Source records:
#####
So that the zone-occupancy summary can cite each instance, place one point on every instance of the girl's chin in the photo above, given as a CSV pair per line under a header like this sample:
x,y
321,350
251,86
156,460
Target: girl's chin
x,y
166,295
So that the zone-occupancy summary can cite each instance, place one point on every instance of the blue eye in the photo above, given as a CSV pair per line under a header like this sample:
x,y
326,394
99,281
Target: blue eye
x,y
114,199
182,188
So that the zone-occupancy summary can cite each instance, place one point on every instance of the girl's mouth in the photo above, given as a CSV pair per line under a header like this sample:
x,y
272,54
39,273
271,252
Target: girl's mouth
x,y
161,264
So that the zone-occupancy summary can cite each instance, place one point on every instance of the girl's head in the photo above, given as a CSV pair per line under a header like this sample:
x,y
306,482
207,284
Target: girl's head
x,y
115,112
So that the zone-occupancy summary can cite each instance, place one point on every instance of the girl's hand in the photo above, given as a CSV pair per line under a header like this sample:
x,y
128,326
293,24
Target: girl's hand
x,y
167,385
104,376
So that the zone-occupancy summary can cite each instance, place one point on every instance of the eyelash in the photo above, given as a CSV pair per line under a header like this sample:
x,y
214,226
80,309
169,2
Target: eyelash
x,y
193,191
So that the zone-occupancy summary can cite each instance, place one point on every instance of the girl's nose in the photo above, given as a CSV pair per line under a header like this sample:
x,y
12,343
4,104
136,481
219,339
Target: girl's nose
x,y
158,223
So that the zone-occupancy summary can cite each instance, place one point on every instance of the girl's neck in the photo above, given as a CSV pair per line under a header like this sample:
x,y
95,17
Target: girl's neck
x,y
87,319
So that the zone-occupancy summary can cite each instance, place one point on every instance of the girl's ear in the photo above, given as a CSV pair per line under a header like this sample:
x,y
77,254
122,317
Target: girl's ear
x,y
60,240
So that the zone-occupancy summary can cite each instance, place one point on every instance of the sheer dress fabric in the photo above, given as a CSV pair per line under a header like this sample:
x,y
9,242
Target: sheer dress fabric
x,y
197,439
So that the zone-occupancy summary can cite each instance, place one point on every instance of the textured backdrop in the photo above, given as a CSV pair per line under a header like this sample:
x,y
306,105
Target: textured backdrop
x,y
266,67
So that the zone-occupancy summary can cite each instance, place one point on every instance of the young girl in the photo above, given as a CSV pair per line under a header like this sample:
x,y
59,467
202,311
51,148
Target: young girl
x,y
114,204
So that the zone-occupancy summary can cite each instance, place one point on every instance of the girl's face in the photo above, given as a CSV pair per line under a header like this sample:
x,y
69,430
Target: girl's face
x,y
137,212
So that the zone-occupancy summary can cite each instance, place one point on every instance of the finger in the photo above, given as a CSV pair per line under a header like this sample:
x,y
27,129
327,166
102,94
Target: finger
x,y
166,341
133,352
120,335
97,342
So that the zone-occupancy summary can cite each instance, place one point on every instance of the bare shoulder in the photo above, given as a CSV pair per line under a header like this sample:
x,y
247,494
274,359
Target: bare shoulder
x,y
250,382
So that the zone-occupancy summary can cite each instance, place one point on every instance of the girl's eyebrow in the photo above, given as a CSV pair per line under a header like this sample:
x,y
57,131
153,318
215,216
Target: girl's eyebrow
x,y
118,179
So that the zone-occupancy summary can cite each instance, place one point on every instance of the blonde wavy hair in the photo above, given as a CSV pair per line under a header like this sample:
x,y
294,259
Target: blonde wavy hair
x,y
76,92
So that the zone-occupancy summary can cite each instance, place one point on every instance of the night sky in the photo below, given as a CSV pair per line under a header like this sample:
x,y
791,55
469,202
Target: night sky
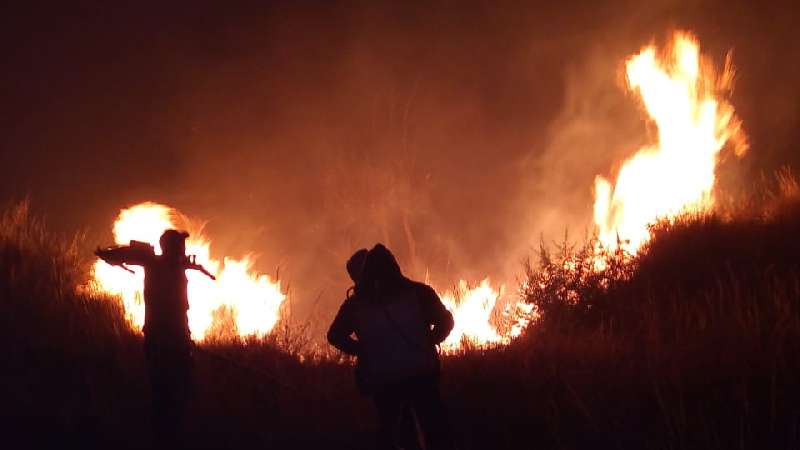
x,y
304,130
#####
## INSTRUCTIONS TO FOLLOW
Print every entry word for word; omit the pictures.

## YOUR SOLUTION
So that the zone-occupancy summary can cite each instance, place one point on every instance of the girl's chin in the photo above, given as a CSV pair per line under a header like this sample:
x,y
321,350
251,86
156,460
Target: girl's chin
x,y
166,295
So that the zone-occupancy summary can cite each instance, place one point on every instance of the blue eye in the photo above, given as a CSV pair per line under a header like this sample:
x,y
326,394
99,281
Target: blue eye
x,y
114,199
182,188
So that the zone-occupancy summary can cite each instance, place one point on every instance of the girl's mouth in the photo above, given as a CSV pair per line under a header like this sample:
x,y
272,54
39,273
271,252
Target: girl's mouth
x,y
161,264
So that the zone-occupancy summary can cite each instance, place one point on every instance of the girl's head in the photo above, given as a CSV pair per line under a header like this sample:
x,y
306,482
207,284
Target: girl's head
x,y
115,112
So that the zone-occupancy summary can cite each instance, place one point on every instance of the girl's hand in the photo above, given as a CSV pair per line under a header like this sample:
x,y
128,326
293,24
Target: girl's hand
x,y
167,385
104,376
So that the zone-occupancy summary can cite each instance, place one point on every instance of the eyelash in the photo above, given as a CSV pair per line under a header like this sample:
x,y
214,226
80,309
169,2
Target: eyelash
x,y
193,191
So that the zone-occupancy summary can cite each instance, place one point on every instance of the girl's nose in the photo above, given as a CSV pair per line under a header like this sample:
x,y
12,343
4,104
136,481
219,339
Target: girl's nose
x,y
158,223
So that the zone-occupancy summary can cite each instance, place one point on every instance of the girl's neck in the photo above, given as a CSV pair per line under a header like this sample:
x,y
95,17
Target: girl's neck
x,y
87,319
So that the zone-occupancy summary can cite each instance, place one point on every instance of the girl's ear in the photo above, given as a CSV pair per line under a header like this sample:
x,y
77,254
122,317
Target: girl's ear
x,y
60,240
So that the zone-occupancy summary can cite each instance, place one point on every instance of the sheer dress fabric in the photo above, given as a CSV pair per line under a header like this sample:
x,y
9,242
Target: sheer dress fabric
x,y
197,439
So that the zone-occupancy summary can cite each instance, place one point on every instance of the textured backdrop in the photo above, given as a CSV pair per line under a header like this sample:
x,y
306,105
Target: textured backdrop
x,y
266,67
So that the zone-occupancy summary can cite each instance, place one point on every instance of the young girl in the photo above, given as a CSV pair per line under a header like this sample:
x,y
59,467
202,311
51,148
Target: young girl
x,y
114,204
So that the zone-occupancy summary can cite each instance, place one point on every instance of the girl's face in the photo above, given as a CSV pair per line under a header like this sample:
x,y
69,430
Target: girl's face
x,y
137,212
So that the zone-occupancy summary can cite each instance, place one point on every instance of the finger in the photo above, given as a CSV pair per line under a header like this sample:
x,y
27,129
327,166
102,94
Target: finger
x,y
166,341
133,352
120,335
97,342
So that the zone-occupancy summary can cite each instance, place one point on every instance of the bare shoulder in the photo above, given as a CSV pair per line under a header like this sample:
x,y
247,494
274,359
Target: bare shoulder
x,y
250,382
So that the zone-occupancy summary can cite each instance, place one point on every instance of the girl's eyebrow in the photo above, given as a CSV pair per line under a header like this sample:
x,y
57,131
153,318
215,216
Target: girl's eyebrow
x,y
118,179
So that the zone-occupancy summary can cite each instance, place one point on every instance of the blonde wavy hair in the photo above, given as a CSV pair per line under a header like this sample:
x,y
294,259
Target: blonde wavy hair
x,y
76,92
So that the zone-occupancy summary can cite each instance, place one point on every instance of the night sky in the photo below, given as a CSV pair per line under a header like this sample:
x,y
791,55
469,202
Target: night sky
x,y
304,130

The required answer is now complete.